** Start **

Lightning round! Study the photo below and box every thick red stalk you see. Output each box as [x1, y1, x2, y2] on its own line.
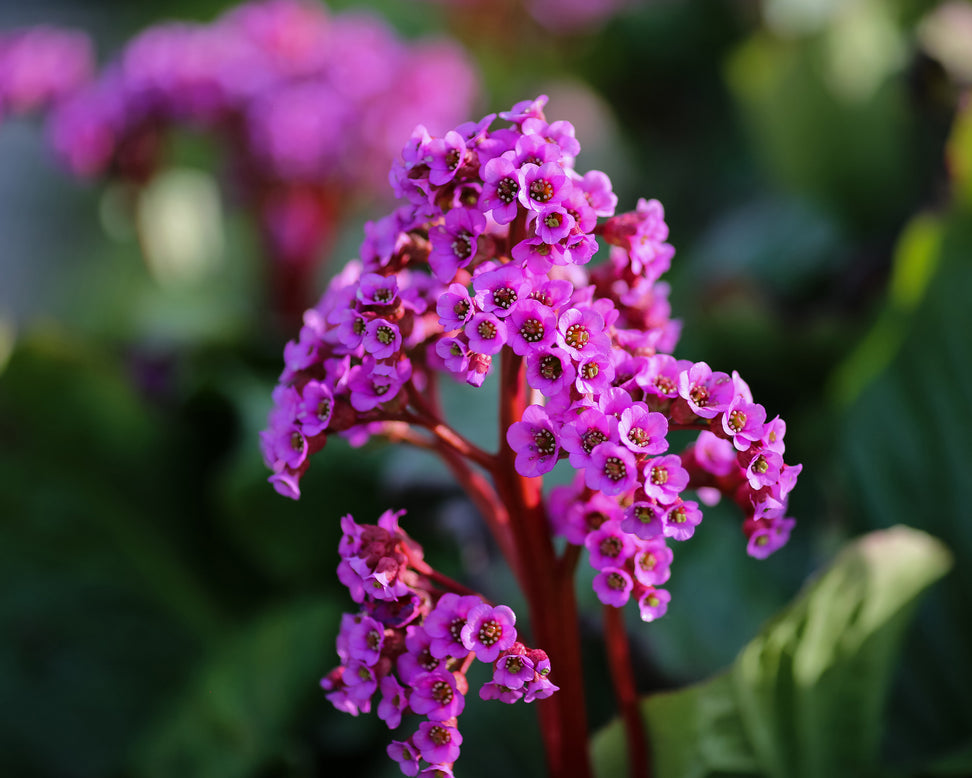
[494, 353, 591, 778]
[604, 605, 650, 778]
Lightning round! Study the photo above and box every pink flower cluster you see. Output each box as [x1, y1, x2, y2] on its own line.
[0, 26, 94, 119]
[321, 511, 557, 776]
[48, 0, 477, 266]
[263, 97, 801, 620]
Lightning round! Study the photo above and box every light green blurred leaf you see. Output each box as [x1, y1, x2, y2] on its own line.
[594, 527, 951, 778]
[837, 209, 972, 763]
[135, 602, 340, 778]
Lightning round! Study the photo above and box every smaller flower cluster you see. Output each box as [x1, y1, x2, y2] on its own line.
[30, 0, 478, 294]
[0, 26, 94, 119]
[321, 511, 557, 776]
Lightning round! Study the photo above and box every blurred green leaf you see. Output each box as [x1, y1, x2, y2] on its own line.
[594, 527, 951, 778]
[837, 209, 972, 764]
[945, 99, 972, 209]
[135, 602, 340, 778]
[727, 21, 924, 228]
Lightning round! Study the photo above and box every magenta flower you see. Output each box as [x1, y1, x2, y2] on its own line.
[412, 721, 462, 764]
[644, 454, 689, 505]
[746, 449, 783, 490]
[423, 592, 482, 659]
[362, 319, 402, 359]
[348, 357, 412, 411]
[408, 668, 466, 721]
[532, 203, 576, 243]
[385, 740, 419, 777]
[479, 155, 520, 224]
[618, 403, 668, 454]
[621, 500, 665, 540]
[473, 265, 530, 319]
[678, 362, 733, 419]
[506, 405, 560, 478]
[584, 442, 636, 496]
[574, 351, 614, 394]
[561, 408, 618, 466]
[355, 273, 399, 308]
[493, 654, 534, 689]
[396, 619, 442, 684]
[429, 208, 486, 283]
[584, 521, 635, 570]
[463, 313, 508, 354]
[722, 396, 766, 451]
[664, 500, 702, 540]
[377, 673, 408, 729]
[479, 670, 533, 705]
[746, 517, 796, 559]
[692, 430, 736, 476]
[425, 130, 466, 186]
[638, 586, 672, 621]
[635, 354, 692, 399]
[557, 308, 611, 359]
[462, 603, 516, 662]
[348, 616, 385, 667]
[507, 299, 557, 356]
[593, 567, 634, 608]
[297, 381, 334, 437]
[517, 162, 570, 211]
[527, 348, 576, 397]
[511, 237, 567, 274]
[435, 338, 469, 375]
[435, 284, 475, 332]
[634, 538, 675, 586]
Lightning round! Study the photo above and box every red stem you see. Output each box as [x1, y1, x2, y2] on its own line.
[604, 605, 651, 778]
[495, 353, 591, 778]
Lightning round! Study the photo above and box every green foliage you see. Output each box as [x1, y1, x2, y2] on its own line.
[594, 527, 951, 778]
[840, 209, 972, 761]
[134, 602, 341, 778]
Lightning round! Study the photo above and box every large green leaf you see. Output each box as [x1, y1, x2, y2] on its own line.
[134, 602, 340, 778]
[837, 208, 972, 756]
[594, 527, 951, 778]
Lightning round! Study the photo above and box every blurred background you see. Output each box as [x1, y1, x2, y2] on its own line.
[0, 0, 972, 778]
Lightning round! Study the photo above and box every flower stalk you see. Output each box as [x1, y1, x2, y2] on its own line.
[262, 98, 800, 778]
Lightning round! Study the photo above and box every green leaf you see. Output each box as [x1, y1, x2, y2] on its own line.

** End **

### WHAT TO DO
Rewrite all of the records above as a numbered list. Leave out blank lines and the pictures.

### SOLVED EXERCISE
1. Lightning round! Study the photo below and box every thick red stalk you see. Output each box as [x1, y1, x2, y2] on its own line.
2. [494, 353, 591, 778]
3. [604, 605, 650, 778]
4. Lightning round! Study the photo above and box every pink flower cluster you see. Output each box as [x1, y1, x2, y2] on its own line.
5. [0, 26, 94, 119]
6. [321, 511, 557, 776]
7. [48, 0, 477, 266]
8. [263, 97, 801, 620]
9. Lightning round! Study the photo above and box every light green blurred leaf you see. Output each box as [x1, y1, x2, y2] on its own line.
10. [594, 527, 951, 778]
11. [837, 209, 972, 763]
12. [135, 602, 340, 778]
13. Lightning round! Study the photo above and box every smaller flower cluster you see. Output each box as [x1, y1, x2, y2] on its own line.
14. [30, 0, 478, 294]
15. [0, 26, 94, 119]
16. [321, 511, 557, 776]
17. Lightning round! Study the photo above and box every blurred green leaf you see. Output each box as [x1, y1, x2, y2] on its own line.
18. [594, 527, 951, 778]
19. [837, 209, 972, 764]
20. [945, 99, 972, 209]
21. [135, 602, 340, 778]
22. [727, 21, 924, 228]
23. Lightning round! Study the photo above and box every magenta flower you see. Output each box as [x1, y1, x2, y2] on its own line.
24. [412, 721, 462, 764]
25. [644, 454, 689, 505]
26. [746, 449, 783, 490]
27. [423, 592, 482, 659]
28. [362, 319, 402, 359]
29. [348, 357, 412, 411]
30. [408, 668, 466, 721]
31. [532, 203, 576, 243]
32. [385, 740, 419, 777]
33. [479, 155, 520, 224]
34. [618, 403, 668, 454]
35. [621, 500, 665, 540]
36. [473, 265, 530, 319]
37. [678, 362, 733, 419]
38. [506, 405, 560, 478]
39. [584, 442, 636, 496]
40. [574, 351, 614, 394]
41. [561, 408, 618, 466]
42. [355, 273, 399, 308]
43. [493, 654, 534, 689]
44. [396, 619, 442, 684]
45. [429, 208, 486, 283]
46. [584, 521, 635, 570]
47. [463, 313, 508, 354]
48. [722, 396, 766, 451]
49. [664, 500, 702, 540]
50. [377, 673, 408, 729]
51. [479, 670, 533, 705]
52. [746, 517, 796, 559]
53. [692, 430, 736, 476]
54. [425, 130, 466, 186]
55. [638, 586, 672, 621]
56. [635, 354, 692, 399]
57. [557, 308, 611, 359]
58. [462, 603, 516, 662]
59. [348, 616, 385, 667]
60. [507, 299, 557, 356]
61. [593, 567, 634, 608]
62. [297, 381, 334, 437]
63. [517, 162, 570, 211]
64. [527, 348, 576, 397]
65. [511, 237, 567, 274]
66. [435, 338, 469, 375]
67. [435, 284, 475, 332]
68. [634, 538, 675, 586]
69. Lightning round! Study the photo above and box every red stem you see. Output each box as [x1, y1, x2, y2] on its own line.
70. [604, 605, 651, 778]
71. [495, 353, 591, 778]
72. Lightning round! Study the photo above and box every green foliage you see. Output each box as [x1, y1, x2, y2] on its own line.
73. [594, 527, 951, 778]
74. [840, 209, 972, 761]
75. [134, 602, 341, 778]
76. Lightning round! Study the photo above and box every large green leaf you see. Output each box as [x1, y1, x2, y2] on its own line.
77. [134, 602, 340, 778]
78. [837, 208, 972, 756]
79. [594, 527, 951, 778]
80. Lightning round! Study the photo above and box every blurred background you see. Output each box as [x1, y1, x2, y2] on its own line.
81. [0, 0, 972, 778]
82. Lightning round! Study the photo above and box every flower stalk you see. Output each box as [x1, y1, x2, y2] on its own line.
83. [262, 98, 800, 778]
84. Lightning round! Study the photo above and box every green leaf you see. Output each box as [x1, y1, x2, y2] on its own line.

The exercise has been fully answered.